>> START DATASET RECORDS

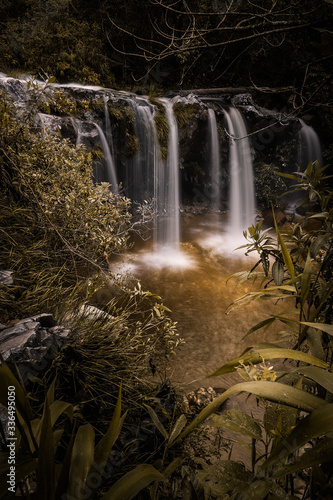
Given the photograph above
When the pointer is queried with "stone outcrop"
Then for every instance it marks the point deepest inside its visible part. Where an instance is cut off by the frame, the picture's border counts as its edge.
(32, 343)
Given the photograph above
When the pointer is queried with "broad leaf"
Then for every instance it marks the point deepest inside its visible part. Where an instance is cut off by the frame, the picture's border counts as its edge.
(157, 422)
(238, 421)
(318, 454)
(285, 254)
(273, 391)
(45, 472)
(133, 482)
(259, 355)
(177, 428)
(320, 326)
(82, 459)
(306, 280)
(317, 424)
(278, 272)
(322, 377)
(265, 323)
(104, 447)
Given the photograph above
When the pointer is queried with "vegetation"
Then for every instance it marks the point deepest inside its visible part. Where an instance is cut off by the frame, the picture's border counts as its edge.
(57, 227)
(58, 232)
(290, 448)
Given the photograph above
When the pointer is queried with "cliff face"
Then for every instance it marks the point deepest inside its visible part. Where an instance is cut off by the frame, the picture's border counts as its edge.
(126, 133)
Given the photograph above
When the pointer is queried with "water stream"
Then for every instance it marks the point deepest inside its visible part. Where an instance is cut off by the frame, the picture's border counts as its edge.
(309, 148)
(242, 200)
(111, 169)
(214, 163)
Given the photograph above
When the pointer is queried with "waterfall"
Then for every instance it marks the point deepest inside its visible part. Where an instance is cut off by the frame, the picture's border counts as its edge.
(214, 158)
(309, 148)
(108, 129)
(140, 169)
(167, 188)
(242, 199)
(111, 169)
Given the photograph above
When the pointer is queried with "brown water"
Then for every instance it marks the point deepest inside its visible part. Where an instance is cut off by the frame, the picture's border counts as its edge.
(198, 297)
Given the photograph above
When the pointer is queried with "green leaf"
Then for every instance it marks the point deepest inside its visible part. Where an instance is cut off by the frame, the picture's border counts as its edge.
(57, 408)
(177, 462)
(178, 427)
(306, 280)
(278, 272)
(259, 355)
(133, 482)
(82, 459)
(7, 379)
(273, 391)
(238, 421)
(317, 424)
(320, 453)
(319, 326)
(259, 489)
(24, 466)
(157, 422)
(322, 377)
(285, 254)
(266, 322)
(45, 472)
(104, 447)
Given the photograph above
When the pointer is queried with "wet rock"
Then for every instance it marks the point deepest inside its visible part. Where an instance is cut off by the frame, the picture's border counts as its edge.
(6, 277)
(33, 343)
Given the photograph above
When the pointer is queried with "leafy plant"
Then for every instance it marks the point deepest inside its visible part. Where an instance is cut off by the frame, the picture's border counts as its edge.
(56, 226)
(293, 439)
(64, 456)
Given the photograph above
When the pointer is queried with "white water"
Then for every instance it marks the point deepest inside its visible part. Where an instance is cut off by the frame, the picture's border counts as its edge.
(140, 169)
(167, 188)
(108, 129)
(309, 148)
(242, 200)
(214, 163)
(111, 170)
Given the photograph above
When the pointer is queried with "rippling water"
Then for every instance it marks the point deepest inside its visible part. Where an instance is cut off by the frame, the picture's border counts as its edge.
(192, 282)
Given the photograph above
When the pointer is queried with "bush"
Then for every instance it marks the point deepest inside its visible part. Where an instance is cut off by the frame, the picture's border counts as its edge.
(56, 225)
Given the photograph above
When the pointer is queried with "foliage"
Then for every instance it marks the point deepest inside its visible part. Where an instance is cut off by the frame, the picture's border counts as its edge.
(162, 126)
(130, 337)
(268, 186)
(290, 447)
(184, 113)
(64, 455)
(56, 225)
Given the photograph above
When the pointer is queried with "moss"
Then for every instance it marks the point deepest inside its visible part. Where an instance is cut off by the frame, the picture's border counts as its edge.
(122, 117)
(185, 113)
(162, 126)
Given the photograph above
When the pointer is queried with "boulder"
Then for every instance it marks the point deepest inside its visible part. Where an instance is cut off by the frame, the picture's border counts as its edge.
(32, 343)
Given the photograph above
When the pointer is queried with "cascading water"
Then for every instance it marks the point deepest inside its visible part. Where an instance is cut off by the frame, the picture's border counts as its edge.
(309, 148)
(140, 169)
(167, 188)
(111, 169)
(108, 129)
(242, 199)
(214, 162)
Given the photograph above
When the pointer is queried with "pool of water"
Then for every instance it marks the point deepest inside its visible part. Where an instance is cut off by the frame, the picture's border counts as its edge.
(192, 282)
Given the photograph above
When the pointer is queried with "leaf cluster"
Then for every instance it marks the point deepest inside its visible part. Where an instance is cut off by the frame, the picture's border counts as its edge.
(56, 225)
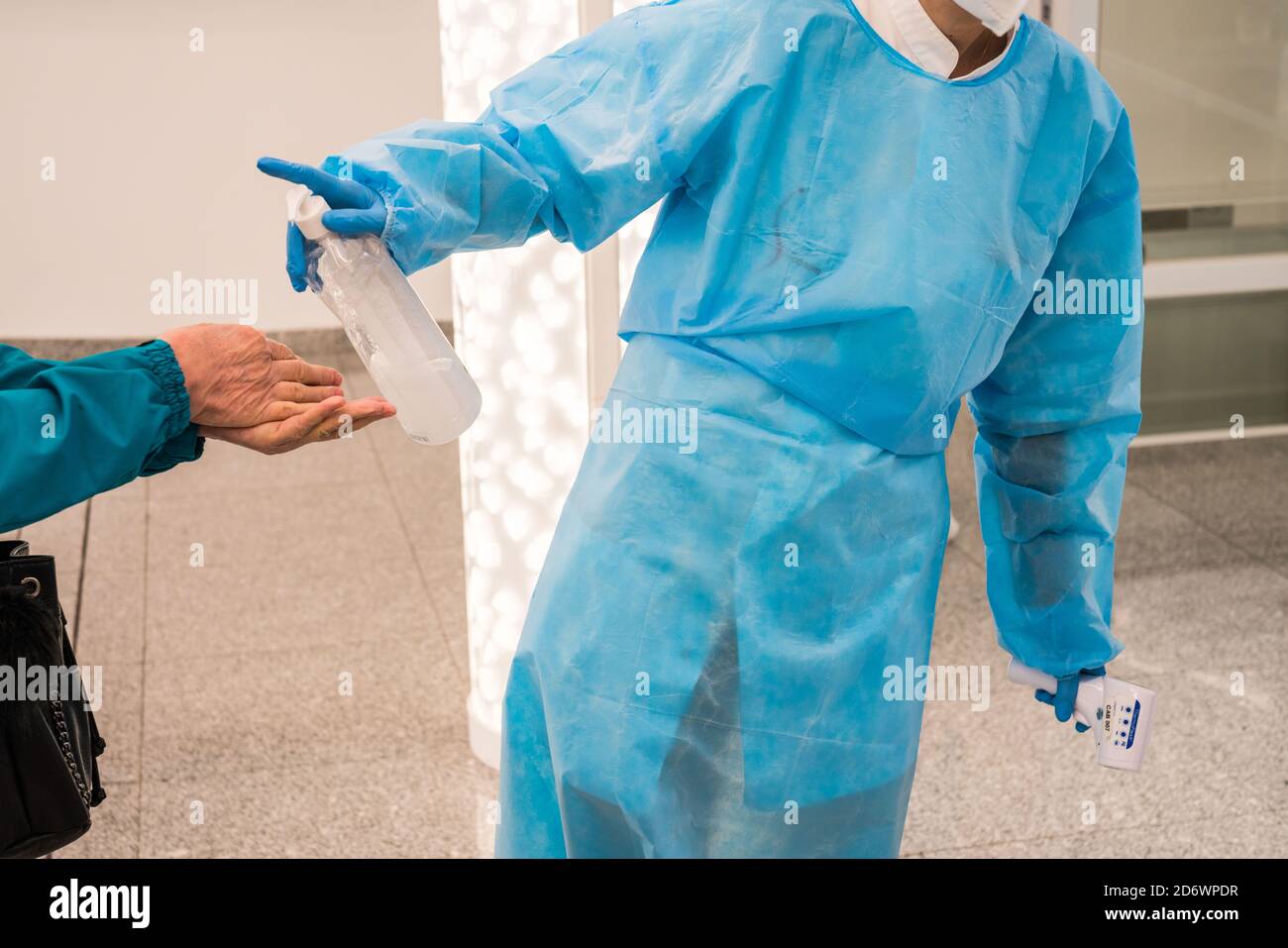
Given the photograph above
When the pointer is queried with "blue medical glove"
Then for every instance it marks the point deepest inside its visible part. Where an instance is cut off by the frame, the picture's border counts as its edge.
(1065, 693)
(356, 209)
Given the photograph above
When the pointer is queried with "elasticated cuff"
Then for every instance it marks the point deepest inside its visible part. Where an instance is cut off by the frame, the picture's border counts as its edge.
(168, 375)
(185, 446)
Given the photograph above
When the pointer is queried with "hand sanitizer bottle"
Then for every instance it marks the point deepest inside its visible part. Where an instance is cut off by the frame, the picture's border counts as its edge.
(397, 339)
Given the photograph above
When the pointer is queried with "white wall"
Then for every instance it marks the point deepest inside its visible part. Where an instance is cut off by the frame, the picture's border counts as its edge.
(155, 146)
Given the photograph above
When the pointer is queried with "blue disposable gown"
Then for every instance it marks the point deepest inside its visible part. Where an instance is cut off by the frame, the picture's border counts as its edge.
(73, 429)
(848, 245)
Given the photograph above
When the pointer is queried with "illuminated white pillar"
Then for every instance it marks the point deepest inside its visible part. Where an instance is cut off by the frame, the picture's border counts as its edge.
(520, 325)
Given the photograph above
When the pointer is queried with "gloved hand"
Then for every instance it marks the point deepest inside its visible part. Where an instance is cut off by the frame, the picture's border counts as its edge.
(1065, 693)
(356, 209)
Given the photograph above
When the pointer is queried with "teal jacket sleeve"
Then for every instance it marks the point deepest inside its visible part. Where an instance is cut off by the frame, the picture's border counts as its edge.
(73, 429)
(578, 145)
(1055, 419)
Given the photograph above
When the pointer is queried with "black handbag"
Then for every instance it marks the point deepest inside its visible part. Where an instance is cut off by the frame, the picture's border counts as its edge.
(48, 738)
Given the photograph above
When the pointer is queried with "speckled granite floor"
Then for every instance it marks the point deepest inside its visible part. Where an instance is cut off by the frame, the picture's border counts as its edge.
(230, 734)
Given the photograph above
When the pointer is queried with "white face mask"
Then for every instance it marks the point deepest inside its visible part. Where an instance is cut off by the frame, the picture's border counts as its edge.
(999, 16)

>> END DATASET RECORDS

[AIM] Omit the pictures and give the material again, exactly and in full.

[SOLUTION FOR THIS EXERCISE]
Given the photograph above
When the pointer is queried with "stone outcrop"
Then for every instance it marks the point deepest inside its visible part. Where an instance is cut off by the frame, the picture's border counts as its edge.
(32, 343)
Given the photograph above
When the pointer is queried with "broad leaf"
Then for every instance it marks the point deepest inside its visible part. Where an instance is cut off by the frame, the picture's border counts as its edge.
(157, 422)
(238, 421)
(318, 454)
(285, 254)
(273, 391)
(45, 472)
(133, 482)
(259, 355)
(177, 428)
(320, 326)
(82, 459)
(306, 280)
(317, 424)
(278, 272)
(322, 377)
(265, 323)
(104, 447)
Given the photograph above
When the pointer is queried with "vegetation"
Then for every instance it marks the point deepest inside its visible part. Where an instance is cut off by the frame, the picture's border counts as its edge.
(57, 227)
(58, 232)
(290, 448)
Given the photograph above
When the pointer is queried with "cliff face"
Then for every instance it marks the point deepest inside its visible part. Where an instance is cut off by the frame, the picture's border counts as its edge.
(126, 133)
Given the photograph above
When the pointer is queried with "water stream"
Then for every instance it marks the point deepest inside its visible part. Where an instance is cut off by the frame, the picture's border counts as its edge.
(309, 148)
(242, 200)
(111, 169)
(214, 163)
Given the photograph above
When the pointer is queried with "waterfall"
Then for every instance it marks the point deepest inside its visible part. Where an instance is cut off by the frame, the picture's border counts as its edge.
(214, 158)
(309, 148)
(108, 129)
(140, 169)
(167, 188)
(242, 199)
(111, 169)
Given the photograph above
When the pointer is queried with "brown water"
Then for every instance it marks the point deepest inside its visible part. Where an instance is cut off by the frame, the picture's border counts as its edge.
(198, 297)
Given the photograph above
When the pointer is queried with "green leaf"
Then for every instance it marks the point deepest inside its visible part. Where an instance is cut off by the frame, the picture's border counts as its edge.
(57, 408)
(177, 462)
(178, 427)
(306, 280)
(278, 272)
(259, 355)
(133, 482)
(82, 459)
(7, 379)
(273, 391)
(238, 421)
(317, 424)
(320, 453)
(319, 326)
(259, 489)
(24, 466)
(157, 422)
(322, 377)
(285, 254)
(266, 322)
(45, 472)
(104, 447)
Given the photograph above
When the pointer is queried with "wet rock"
Then for every instance it marks the point deepest inside its visible part. Where an instance is cut off by the frame, the picture's border counts as its edge.
(6, 277)
(33, 343)
Given the photograph above
When the pointer is queried with "leafy plant"
Then for every instance it marks the point deepest inside its visible part. Where an instance is cut off by the frame, the picture's border counts as its edge.
(56, 226)
(293, 439)
(64, 456)
Given the photograph above
When the pointer is queried with "white water"
Then for every instance it marks the point deepest inside its visible part. Where an instance is cut off by the frame, the picture's border counts as its edge.
(140, 169)
(167, 188)
(108, 129)
(309, 148)
(242, 200)
(214, 163)
(111, 170)
Given the photograph above
When the pointer is queried with "rippling water"
Then for every instance it marks the point deepest inside its visible part. Where an instance is cut off by the frame, the picture's border counts as its edge.
(192, 282)
Given the photograph above
When the pointer is queried with "bush"
Then for every instance it marks the point deepest inside its visible part. Where an instance is cut off by the frame, the picture's border counts as its edge.
(56, 225)
Given the photograph above
When the pointer is queried with "foliage"
Then for every instance it marks the point deepest inside its visible part. Where an instance is cut off by the frame, the picture's border counts as its edge.
(162, 126)
(130, 337)
(268, 186)
(290, 447)
(184, 113)
(64, 455)
(56, 225)
Given the photograph above
When the pointer is queried with "moss"
Then for every instance it marks the point deepest inside its visible part. Where an instance is cut off by the frame, the picture's border counts as its edge.
(122, 117)
(185, 113)
(162, 126)
Given the photograph above
When the pointer is queried with "boulder"
Then for every instance it marks the point deepest inside its visible part. Where an instance is cut off by the frame, the picture's border counts as its edge.
(32, 343)
Given the photograph above
When the pointer is queried with "cascading water"
Then for every instance it marks the point deepest inside its visible part. Where an instance is cut off by the frame, the picture's border counts as its edge.
(309, 148)
(140, 169)
(167, 188)
(111, 169)
(108, 129)
(242, 199)
(214, 162)
Given the photograph above
When the pointer is queried with "pool of water"
Then for every instance it marks the point deepest inside its visible part. Where an instance is cut off by the frame, the picture's border counts as its edge.
(192, 282)
Given the photograph above
When the pointer is queried with "leaf cluster"
Then for every instance it marks the point deepest inside its visible part. Where an instance is cut off by the frame, the picture's border counts as its edge.
(56, 225)
Given the photograph above
When the pointer is queried with "blue medical glove"
Then for every instance it marks the point deepest inside its visible part. Where an instance is cut off by the frame, the picture's border counts as its edge.
(1065, 693)
(356, 209)
Given the photograph above
When the pointer is queried with "elasticated cuff"
Then for every instance it marks the point deepest inside its visible part. Where an instance is cut off by the frame, the picture's border counts as its edge.
(168, 375)
(185, 446)
Given the photograph above
When the pointer is queried with "hand sanitizer bottle"
Then for every instance it marks the point deepest inside its visible part. Where an instance is cut off by the frame, the picture's border counts as its edge.
(397, 339)
Given the photograph above
When the pointer is queried with "white wall"
Then for every instance it marks the point deepest inside its visible part. Where an instance is cut off by the frame, the picture's border counts as its edge.
(155, 146)
Given the photograph above
When the pointer is queried with "blue disposable gown"
Then for every instance it marks the point deepest inside its visible part. Where an instance is cut off by the frame, the picture's border counts as its edge.
(73, 429)
(848, 245)
Given the photograph above
When the pointer is queried with "illuminated white pillar"
Then for every instance it marks the point deepest inside its visible part. Where an instance is cut off by the frame, the picture's border counts as its edge.
(520, 325)
Given the photograph above
When the pointer is queried with "gloved hand"
Then for every instance it marks the point deepest inside its visible part. Where an instance is cut off by the frame, the picture's border counts as its edge.
(1065, 693)
(356, 209)
Given the photograph above
When the pointer is queried with "teal jacket sleeve"
Then for every instance it marks the point deepest inside its visible part. Where an instance is cut off by the frame, the picture's border counts as its edge.
(73, 429)
(578, 145)
(1055, 419)
Given the photograph above
When the pointer is queried with "black handbag"
Then for every instance it marks the point deepest inside its visible part. Where an instance is cut off by the frame, the picture's border counts as its edge.
(48, 738)
Given the photograph above
When the pointer is queried with "speckled granite floor"
Then for every instance it marks the point deepest inside its visible part. Where an instance is cut off by the frame, the picture's border counts as its edge.
(230, 734)
Given the photograph above
When the pointer is queried with "white face mask"
Then for every instance it marks the point deepest inside its visible part. Where an instance is cut off by the frame, the picture's border counts as its edge.
(999, 16)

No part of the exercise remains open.